GIVEN PROBLEM
Go to the line that contains "Q: Mark a point on every instance of the bird's head", then write out that line and all that follow to the end of the listing, exactly and without pictures.
--- Start INPUT ROWS ---
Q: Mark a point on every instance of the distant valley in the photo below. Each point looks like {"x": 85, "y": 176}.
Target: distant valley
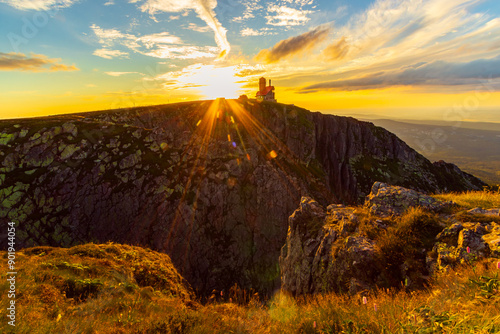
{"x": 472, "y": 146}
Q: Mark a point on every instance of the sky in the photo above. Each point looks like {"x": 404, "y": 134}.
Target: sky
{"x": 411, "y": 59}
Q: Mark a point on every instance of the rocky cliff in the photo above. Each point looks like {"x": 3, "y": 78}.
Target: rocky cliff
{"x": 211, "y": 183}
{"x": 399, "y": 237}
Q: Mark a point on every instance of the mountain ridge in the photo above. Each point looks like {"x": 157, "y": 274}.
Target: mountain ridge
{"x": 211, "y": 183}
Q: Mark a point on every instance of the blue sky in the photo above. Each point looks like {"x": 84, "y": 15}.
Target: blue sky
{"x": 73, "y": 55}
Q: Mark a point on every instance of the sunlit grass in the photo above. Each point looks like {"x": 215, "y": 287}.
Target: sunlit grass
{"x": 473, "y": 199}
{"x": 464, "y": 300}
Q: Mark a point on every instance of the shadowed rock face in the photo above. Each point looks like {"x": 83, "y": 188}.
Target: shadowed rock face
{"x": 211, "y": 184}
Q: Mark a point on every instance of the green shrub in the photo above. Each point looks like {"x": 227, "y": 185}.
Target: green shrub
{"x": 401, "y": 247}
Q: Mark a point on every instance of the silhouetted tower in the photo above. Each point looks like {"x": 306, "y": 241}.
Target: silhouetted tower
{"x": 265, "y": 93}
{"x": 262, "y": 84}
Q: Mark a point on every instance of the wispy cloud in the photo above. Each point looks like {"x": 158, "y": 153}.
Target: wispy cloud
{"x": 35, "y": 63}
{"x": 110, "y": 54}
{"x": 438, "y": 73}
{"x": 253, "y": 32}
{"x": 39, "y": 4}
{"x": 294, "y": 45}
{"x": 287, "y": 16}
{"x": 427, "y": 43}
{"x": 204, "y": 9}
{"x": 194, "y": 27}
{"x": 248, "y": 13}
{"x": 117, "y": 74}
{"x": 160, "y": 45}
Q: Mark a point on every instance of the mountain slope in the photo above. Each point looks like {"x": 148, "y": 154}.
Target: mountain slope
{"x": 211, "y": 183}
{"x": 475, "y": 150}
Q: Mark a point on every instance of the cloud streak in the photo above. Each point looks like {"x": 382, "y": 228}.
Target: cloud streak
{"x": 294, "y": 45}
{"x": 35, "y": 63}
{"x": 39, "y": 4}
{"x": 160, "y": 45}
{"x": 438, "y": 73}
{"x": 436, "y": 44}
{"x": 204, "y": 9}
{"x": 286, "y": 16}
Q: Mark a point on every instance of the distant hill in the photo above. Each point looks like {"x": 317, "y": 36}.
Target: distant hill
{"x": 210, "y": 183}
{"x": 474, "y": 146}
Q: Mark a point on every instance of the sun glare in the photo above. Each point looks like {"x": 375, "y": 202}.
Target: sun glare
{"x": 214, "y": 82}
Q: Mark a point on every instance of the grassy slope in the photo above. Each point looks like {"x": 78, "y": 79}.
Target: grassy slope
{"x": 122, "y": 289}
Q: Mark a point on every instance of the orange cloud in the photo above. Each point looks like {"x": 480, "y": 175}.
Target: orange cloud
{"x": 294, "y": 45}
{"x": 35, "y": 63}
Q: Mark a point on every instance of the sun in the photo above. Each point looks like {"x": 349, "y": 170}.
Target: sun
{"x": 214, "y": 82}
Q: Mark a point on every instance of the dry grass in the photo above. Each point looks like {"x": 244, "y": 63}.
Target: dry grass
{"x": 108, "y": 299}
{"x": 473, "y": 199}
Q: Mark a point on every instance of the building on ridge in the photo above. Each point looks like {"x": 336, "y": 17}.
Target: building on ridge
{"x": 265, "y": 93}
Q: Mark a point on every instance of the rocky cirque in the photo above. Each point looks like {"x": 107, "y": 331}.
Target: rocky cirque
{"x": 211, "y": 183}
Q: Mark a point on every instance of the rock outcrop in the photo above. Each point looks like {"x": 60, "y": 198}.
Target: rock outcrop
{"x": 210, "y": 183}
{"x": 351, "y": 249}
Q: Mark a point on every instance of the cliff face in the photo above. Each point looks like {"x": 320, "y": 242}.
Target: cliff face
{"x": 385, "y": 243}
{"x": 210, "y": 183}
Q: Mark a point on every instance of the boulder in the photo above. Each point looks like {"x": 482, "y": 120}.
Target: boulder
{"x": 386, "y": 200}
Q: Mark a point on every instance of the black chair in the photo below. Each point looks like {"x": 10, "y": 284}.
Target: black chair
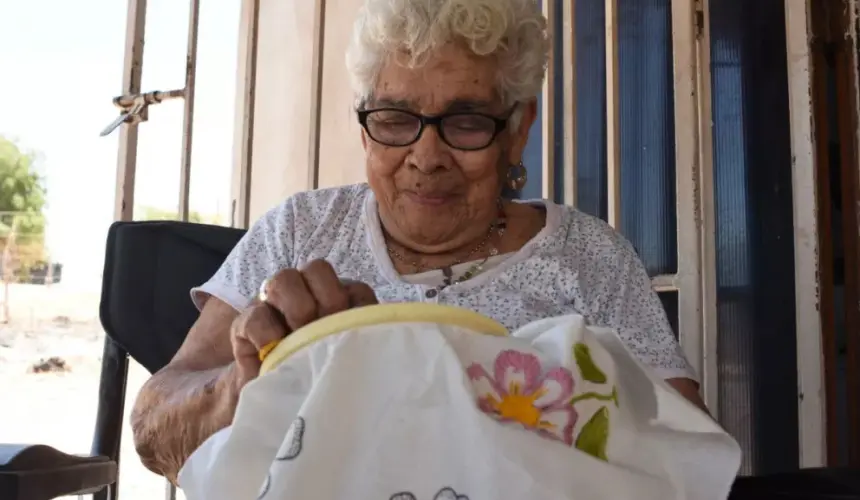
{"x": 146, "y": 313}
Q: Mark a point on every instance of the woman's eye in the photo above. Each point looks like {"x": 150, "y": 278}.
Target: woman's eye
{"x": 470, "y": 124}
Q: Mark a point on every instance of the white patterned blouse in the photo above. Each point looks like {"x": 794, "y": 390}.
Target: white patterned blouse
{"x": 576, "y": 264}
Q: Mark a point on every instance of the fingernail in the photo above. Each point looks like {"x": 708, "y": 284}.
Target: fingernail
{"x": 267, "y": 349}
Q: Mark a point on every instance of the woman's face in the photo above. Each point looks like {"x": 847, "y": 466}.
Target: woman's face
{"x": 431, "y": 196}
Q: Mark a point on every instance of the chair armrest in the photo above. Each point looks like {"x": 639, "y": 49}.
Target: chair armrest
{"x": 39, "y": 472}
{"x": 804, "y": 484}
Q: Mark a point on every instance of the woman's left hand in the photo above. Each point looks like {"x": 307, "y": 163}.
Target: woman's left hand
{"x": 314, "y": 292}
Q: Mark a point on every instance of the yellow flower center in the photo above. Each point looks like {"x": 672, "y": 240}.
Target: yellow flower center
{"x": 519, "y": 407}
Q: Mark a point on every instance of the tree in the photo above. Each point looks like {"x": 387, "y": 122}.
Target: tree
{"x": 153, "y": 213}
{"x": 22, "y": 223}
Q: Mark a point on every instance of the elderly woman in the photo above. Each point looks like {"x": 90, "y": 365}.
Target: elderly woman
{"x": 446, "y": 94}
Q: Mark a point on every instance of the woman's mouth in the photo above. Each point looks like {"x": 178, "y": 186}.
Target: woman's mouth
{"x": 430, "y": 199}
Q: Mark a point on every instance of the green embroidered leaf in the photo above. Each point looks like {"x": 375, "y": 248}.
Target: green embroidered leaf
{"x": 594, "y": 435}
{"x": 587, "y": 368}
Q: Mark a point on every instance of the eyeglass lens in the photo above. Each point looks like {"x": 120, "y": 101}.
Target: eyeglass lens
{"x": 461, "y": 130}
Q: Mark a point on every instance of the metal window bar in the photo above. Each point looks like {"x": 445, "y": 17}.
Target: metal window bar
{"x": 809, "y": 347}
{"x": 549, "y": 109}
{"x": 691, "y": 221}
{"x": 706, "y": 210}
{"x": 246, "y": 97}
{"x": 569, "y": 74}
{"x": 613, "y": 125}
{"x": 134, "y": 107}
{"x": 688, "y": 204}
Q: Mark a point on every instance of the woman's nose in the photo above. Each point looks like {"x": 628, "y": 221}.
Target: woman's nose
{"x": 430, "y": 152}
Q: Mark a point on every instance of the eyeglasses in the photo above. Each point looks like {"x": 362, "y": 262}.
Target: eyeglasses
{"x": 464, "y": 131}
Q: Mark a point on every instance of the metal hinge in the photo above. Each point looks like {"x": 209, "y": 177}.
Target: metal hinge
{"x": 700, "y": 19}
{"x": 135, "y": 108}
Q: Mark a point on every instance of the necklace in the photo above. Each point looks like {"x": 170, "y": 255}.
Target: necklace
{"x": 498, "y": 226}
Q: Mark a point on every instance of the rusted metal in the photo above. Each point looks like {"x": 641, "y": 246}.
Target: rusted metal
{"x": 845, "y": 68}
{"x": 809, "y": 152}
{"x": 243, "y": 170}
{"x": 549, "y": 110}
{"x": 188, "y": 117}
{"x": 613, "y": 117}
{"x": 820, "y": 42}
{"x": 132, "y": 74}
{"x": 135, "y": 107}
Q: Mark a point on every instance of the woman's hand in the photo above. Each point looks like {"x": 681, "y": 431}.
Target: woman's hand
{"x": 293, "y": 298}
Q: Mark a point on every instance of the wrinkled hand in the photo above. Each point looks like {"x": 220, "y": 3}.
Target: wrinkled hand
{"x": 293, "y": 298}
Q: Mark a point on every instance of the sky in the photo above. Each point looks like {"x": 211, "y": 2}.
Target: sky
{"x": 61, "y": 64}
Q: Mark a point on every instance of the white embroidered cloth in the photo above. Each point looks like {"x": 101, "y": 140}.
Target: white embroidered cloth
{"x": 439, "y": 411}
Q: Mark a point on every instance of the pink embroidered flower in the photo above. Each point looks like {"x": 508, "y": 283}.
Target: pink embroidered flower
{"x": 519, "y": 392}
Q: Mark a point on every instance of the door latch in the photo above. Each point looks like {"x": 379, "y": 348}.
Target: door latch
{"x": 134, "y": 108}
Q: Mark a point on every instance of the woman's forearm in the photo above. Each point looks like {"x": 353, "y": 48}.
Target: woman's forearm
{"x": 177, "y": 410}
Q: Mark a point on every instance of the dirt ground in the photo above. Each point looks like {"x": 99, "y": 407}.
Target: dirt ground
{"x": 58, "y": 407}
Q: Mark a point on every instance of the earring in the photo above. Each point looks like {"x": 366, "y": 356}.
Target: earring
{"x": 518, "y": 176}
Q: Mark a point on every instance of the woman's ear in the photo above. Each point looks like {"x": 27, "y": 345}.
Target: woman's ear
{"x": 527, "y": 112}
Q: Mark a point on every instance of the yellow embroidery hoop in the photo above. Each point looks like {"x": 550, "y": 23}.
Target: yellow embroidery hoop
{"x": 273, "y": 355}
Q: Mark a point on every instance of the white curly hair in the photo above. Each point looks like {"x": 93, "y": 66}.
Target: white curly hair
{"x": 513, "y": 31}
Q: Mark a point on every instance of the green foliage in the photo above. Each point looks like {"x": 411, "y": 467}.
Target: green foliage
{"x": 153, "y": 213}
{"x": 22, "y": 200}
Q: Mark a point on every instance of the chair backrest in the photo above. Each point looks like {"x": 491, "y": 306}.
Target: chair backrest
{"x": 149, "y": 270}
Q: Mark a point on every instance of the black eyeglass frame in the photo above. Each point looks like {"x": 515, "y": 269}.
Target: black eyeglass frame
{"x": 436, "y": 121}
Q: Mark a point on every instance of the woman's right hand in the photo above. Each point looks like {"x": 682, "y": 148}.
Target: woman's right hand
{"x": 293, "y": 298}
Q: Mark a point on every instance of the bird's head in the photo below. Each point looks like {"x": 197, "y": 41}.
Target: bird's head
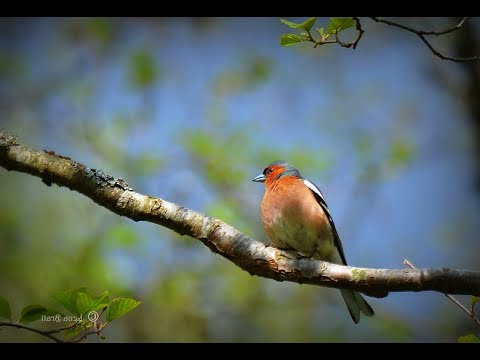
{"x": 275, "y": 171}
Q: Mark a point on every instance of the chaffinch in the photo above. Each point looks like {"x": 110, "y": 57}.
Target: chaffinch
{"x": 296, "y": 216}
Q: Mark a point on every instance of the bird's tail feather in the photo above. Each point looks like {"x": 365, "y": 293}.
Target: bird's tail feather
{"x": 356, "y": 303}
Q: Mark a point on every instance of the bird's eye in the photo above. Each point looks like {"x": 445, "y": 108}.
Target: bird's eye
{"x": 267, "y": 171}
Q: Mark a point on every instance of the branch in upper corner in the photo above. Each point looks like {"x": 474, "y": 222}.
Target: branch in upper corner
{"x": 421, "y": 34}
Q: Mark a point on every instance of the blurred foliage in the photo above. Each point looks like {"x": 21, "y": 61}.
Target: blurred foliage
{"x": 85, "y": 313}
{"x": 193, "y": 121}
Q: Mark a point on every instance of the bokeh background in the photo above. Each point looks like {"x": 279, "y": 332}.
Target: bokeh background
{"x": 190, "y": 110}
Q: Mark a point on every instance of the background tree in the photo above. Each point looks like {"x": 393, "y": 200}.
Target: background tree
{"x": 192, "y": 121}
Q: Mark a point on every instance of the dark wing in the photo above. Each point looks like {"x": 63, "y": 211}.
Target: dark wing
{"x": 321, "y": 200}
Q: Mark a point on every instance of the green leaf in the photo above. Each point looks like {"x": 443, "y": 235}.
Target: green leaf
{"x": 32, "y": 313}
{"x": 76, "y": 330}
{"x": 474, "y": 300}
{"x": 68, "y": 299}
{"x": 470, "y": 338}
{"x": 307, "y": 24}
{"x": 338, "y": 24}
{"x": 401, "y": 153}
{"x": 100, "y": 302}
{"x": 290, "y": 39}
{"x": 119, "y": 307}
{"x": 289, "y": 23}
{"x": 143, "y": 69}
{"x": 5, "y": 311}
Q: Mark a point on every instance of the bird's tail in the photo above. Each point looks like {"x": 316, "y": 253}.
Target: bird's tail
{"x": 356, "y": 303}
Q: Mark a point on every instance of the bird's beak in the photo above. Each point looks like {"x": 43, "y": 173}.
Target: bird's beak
--- End INPUT ROWS ---
THE COMPLETED TASK
Q: Mark a point on every instance of the bird's head in the photo below. Each point looks like {"x": 197, "y": 41}.
Target: bird's head
{"x": 275, "y": 171}
Q: Mark a point on every instance of the chaffinch in the photo above. Each point looks like {"x": 110, "y": 57}.
Target: chaffinch
{"x": 296, "y": 216}
Q: Mark a point on every instance of the bird's tail feather in the photo above. Each point looks like {"x": 365, "y": 293}.
Target: bird's tail feather
{"x": 356, "y": 303}
Q: Mark a point on every instance of the bird's eye in the photo above. Each point looks like {"x": 445, "y": 108}.
Target: bird's eye
{"x": 267, "y": 171}
Q: Mark a point on every instance of the branch in upper corner in the photo above. Each point looks like {"x": 474, "y": 222}.
Target: branch in upper corner
{"x": 421, "y": 34}
Q: Mark a point on every instance of the blurred foliage in the photo above. Each point looks like {"x": 21, "y": 61}.
Target: blurred foliage
{"x": 85, "y": 313}
{"x": 193, "y": 121}
Q: Mark a point on every instance of the bokeh background in the photo above. Each point looks like {"x": 279, "y": 332}.
Target: bokeh background
{"x": 190, "y": 110}
Q: Mark a point on every instance of the background tree in the photo above. Each point looks like {"x": 393, "y": 200}.
Target: background tree
{"x": 192, "y": 121}
Q: Mark a point on every instance of the dark wing in the photo above. Each point looks like {"x": 63, "y": 211}.
Target: dark wing
{"x": 321, "y": 200}
Q: Mark a point on every instance of the green leaf in the photo above. Each point looks like {"x": 443, "y": 235}.
Target: green leaf
{"x": 32, "y": 313}
{"x": 76, "y": 330}
{"x": 474, "y": 300}
{"x": 68, "y": 299}
{"x": 470, "y": 338}
{"x": 307, "y": 24}
{"x": 338, "y": 24}
{"x": 401, "y": 153}
{"x": 100, "y": 302}
{"x": 290, "y": 39}
{"x": 119, "y": 307}
{"x": 289, "y": 23}
{"x": 143, "y": 69}
{"x": 5, "y": 311}
Q: Mark a point on every instance of the bird's tail in the photo above. Each point looks like {"x": 316, "y": 253}.
Target: bird's tail
{"x": 356, "y": 303}
Q: Mark a point on every instance of the bird's beak in the photo above. Each point looks like {"x": 43, "y": 173}.
Target: bird's beak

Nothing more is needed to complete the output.